_Prompt 1:_
From the course descriptions, return the part that opens with the words containing "OL 101 Orientation" and closes with "learning. 3 s.h.". Copy it without changes.
_Prompt 2:_
Answer these questions using the course descriptions:
(a) How many semester hours of general electives must be earned?
(b) What prerequisite is listed for ENG 102?
(c) Which course introduces the Online Library?
_Prompt 3:_
Extend the course descriptions past their last entry with further course listings in the same format.

_Extracted text:_
[Start of section]
Earn 55 s.h. of general electives from within the Criminal Justice program, other online courses offered by Columbia College, and/or approved transfer credit
General Education Courses = 33 s.h.

OL 101 Orientation to Online Learning – This course prepares adult learners for the online learning experience. It provides an overview of the Virtual Campus and a tutorial on the learning system. The Online Library is introduced. The Student Handbook is reviewed to explore the requirements and expectations of the program. Student strengths and weaknesses are assessed to establish a baseline for supporting successful online learning. 3 s.h.

ENG 101 Analytical Thinking, Writing, and Research I – This course prepares students for academic writing at the college level with special attention to exposition and argument. Students learn to focus, organize, support, and develop their ideas and to provide proper attribution for secondary sources. Individual sections of this course will focus on a particular theme – such as the family, education, pop culture, gender, ethnography, or film. 3 s.h.

ENG 102 Analytical Thinking, Writing and Research II – (Prerequisite: English 101) This course provides students with opportunities to hone the writing skills learned in English 101; to recognize the rhetorical strategies applied by scholars in one or more disciplines; and to research, synthesize, and incorporate scholarly sources into the students’ own arguments. 3 s.h.”

ENG 200 Survey of World Literature – (Prerequisite: English 101 and 102) A course designed to help the student appreciate literature as human experience and art. Selections from various periods, nationalities, and genres will serve as text materials. 3 s.h.

COMM 100 Introduction to Oral Communication – Introduction to the fundamentals of effective oral communication with emphasis on informative and persuasive speaking, and group communication and leadership. 3 s.h.

MATH 120 Liberal Arts Mathematics – This course covers basic topics in quantitative literacy. Numbers, sets, logic probability, and descriptive statistics are the core concepts. Additional topics such as financial mathematics, geometry, and algebraic modeling may be included at the discretion of the instructor. All topics will be placed in both historical and present-day contexts. Problem solving, communication skills, and applications will be emphasized. 3 s.h.
[End of section]
_Data shown:_
[Start of section]
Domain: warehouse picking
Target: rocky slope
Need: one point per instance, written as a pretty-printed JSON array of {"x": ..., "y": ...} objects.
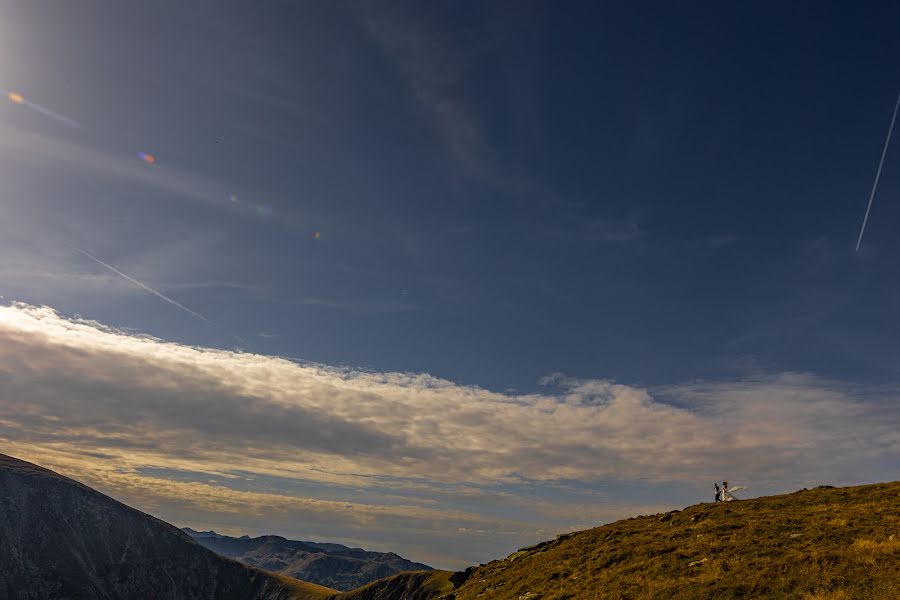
[
  {"x": 61, "y": 539},
  {"x": 331, "y": 565}
]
[End of section]
_Task answer 1:_
OL 101 Orientation to Online Learning – This course prepares adult learners for the online learning experience. It provides an overview of the Virtual Campus and a tutorial on the learning system. The Online Library is introduced. The Student Handbook is reviewed to explore the requirements and expectations of the program. Student strengths and weaknesses are assessed to establish a baseline for supporting successful online learning. 3 s.h.

_Task answer 2:_
(a) 55 s.h.
(b) English 101
(c) OL 101 Orientation to Online Learning

_Task answer 3:_
PSY 102 Introduction to Psychology – An introduction to the field of psychology and the psychological study of human behavior. Topics may include research methods in psychology, biological bases for behavior, perception, learning and cognition, motivation and emotion, personality, social bases of behavior, psychological disorder, and psychological treatment. 3 s.h.

BIO 104 Environmental Science with Lab – Investigation of the interrelationships between the biotic and abiotic environments which form the natural world. Topics include structure and function of ecosystems, the causes and consequences of human population growth, environmental pollution, and the importance of balancing utilization and conservation of natural resources. 3 s.h.

HIS 104 Contemporary World History-Post 1945 – This course considers the history of the world since 1945. Topics to be explained include, but are not limited to, the Cold War, the end of colonial empires, the rise of Islamic nationalism and fundamentalism, the creation and growth of the European Union, the United States as a superpower, the rise of China, and the fall of the Soviet Empire. 3.s.h.

REL 104 Contemporary Cultures and World Views – This course is designed to help the student identify the diverse cultures and worldviews in today’s society, develop an ability to assess the local cultures, and acquire an ability to respond to different cultures from a theistic perspective. This course will introduce the student to philosophical thought reflected in contemporary culture. Philosophies such as Postmodernism, Secular Humanism, Cosmic Humanism, Christianity, and Islam are investigated in light of their contributions to the major institutions of modern society. 3 s.h.

LA 104 Fine Arts in the Modern World – This course examines the human interactions between the artist, audience, and the work of art in a study focused upon the application of art forms such as theater, film, visual arts, music, architecture, and dance. 3 s.h.